Given exercise ::
Exactly as they appear, copy the lines of the listing from the one containing "For the benchmark run, find the groom's reddish" through the final line, both included, and nothing else.

------------------------------------

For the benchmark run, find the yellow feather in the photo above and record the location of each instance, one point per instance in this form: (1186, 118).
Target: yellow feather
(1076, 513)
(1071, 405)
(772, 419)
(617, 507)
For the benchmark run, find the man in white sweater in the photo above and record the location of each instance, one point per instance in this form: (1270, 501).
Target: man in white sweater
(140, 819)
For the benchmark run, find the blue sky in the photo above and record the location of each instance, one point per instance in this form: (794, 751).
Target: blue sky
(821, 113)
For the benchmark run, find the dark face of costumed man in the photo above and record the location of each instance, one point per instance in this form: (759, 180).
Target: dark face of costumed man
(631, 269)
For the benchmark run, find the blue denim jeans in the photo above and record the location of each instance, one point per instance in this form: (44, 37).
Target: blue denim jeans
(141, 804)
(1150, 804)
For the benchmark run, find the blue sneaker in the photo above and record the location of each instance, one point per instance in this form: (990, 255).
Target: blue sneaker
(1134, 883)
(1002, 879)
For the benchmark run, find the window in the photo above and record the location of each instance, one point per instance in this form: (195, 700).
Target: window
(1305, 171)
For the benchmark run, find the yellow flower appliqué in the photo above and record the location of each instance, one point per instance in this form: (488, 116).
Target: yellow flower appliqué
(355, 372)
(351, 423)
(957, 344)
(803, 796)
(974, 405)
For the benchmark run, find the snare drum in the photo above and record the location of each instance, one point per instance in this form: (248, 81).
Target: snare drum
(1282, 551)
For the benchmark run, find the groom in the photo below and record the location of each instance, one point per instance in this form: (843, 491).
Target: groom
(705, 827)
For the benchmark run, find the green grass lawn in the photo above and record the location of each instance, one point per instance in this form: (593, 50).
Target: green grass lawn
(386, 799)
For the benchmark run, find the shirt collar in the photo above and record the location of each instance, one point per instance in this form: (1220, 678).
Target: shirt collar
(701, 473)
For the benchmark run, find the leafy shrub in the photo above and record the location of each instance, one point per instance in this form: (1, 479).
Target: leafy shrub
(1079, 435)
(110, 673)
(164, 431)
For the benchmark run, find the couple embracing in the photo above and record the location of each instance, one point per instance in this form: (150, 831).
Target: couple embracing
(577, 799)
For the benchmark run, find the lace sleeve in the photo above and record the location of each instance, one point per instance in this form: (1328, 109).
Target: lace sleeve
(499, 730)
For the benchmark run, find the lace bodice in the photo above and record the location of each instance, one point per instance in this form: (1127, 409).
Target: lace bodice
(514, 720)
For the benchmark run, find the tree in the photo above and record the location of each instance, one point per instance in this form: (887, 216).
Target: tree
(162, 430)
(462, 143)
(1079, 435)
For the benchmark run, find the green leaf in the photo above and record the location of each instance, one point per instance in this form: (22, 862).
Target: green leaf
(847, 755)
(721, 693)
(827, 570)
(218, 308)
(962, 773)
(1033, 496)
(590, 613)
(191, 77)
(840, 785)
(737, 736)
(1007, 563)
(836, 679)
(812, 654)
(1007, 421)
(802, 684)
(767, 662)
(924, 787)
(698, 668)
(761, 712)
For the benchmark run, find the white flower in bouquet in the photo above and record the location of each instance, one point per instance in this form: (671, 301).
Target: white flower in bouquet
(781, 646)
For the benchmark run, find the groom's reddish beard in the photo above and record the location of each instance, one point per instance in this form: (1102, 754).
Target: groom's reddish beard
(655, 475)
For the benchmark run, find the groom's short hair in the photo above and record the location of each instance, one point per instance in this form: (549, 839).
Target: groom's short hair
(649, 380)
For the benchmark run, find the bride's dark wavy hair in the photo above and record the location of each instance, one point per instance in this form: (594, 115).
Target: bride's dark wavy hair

------------------------------------

The result ::
For the benchmark run, find the groom's reddish beard in the photo above and record the location of each instance, one point per instance in this form: (1102, 754).
Target: groom's reddish beard
(655, 475)
For the benchmark run, find the groom's short hair in the photo above and record the location of each instance, one point per instance in this form: (549, 839).
Target: groom's short hair
(649, 380)
For the benchmark run, find the bride's dark wavy hair in the photo above and record the location of each instance, one point per instance in this form: (594, 115).
Target: bride's dark wavy hair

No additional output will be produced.